WHAT TO DO: Reproduce every one of the items below word for word, leaving out the pictures.

SUPPLIED DATA:
--- BEGIN ---

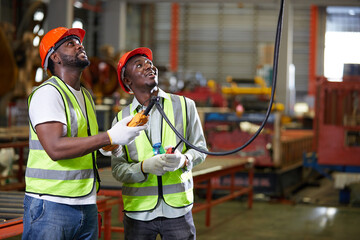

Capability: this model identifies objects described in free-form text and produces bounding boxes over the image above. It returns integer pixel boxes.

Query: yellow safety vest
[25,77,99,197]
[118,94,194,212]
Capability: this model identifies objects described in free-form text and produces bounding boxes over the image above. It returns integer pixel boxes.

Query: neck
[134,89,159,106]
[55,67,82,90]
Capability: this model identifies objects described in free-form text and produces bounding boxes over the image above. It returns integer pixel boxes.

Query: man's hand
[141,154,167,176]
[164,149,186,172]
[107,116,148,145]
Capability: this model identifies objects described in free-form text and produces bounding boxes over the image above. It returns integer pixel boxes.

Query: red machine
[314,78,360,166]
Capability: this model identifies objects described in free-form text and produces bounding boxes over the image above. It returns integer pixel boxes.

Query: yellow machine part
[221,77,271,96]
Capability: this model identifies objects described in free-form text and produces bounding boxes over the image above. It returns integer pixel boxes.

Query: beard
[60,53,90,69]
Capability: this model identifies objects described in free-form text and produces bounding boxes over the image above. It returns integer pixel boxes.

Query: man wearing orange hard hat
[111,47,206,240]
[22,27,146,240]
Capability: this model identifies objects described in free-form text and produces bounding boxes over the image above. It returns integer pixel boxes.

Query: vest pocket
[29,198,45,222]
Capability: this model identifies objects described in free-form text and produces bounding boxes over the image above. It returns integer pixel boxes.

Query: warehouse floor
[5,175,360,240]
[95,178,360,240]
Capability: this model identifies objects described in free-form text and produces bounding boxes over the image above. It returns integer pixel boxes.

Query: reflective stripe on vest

--- END ---

RESPONSE:
Capability: this model identifies objects described in free-form text and produces bounding boxes over the image above. It returns integer pixel boxes.

Query: yellow safety vest
[25,77,99,197]
[118,94,194,212]
Capability: this model identifies objects described in free-form text and produces bounding boxes over the image above. It returns integer pixel boxes.

Query: neck
[134,89,159,106]
[55,67,82,90]
Capability: this model identifies objects described in free-form text and produces bounding boxes over the image above. It returns integer pixel boxes.

Query: man's hand
[141,154,167,176]
[164,149,186,172]
[107,116,148,145]
Capability: this model identifies objects described in free-form text and produces bounding boxes over the image above. It returns integer pixel boxes.

Query: red machine
[314,78,360,166]
Capability: this model identifies objects described in free-form text and produces bounding boxes over the image above. It returns integer pixel boxes.

Query: yellow machine part
[221,77,271,96]
Capability: this model identifies objects described in free-form text and produces bounding boxes over the image above. It returns integer pixel boxes.

Query: beard
[60,53,90,69]
Capability: this model identifies objects described in free-form text and produces bounding boxes over the image above. It returns integer pixel boxes.

Query: man wearing orange hard hat
[111,47,206,240]
[22,27,146,240]
Capability: this model identifies objects described in free-form text and produces bounding boxes over the image above. It returns integer pixel boxes.

Query: vest pocket
[29,198,45,222]
Capability: this model identifies objects described in free-form text and produces bounding boxes over the image above. It returns integer pixel boxes.

Query: warehouse floor
[5,175,360,240]
[95,178,360,240]
Capability: this model identifies objects described in free-form text and produces bounding boxes over the image above. It returns integer pixel boxes.

Query: reflective stripe on vest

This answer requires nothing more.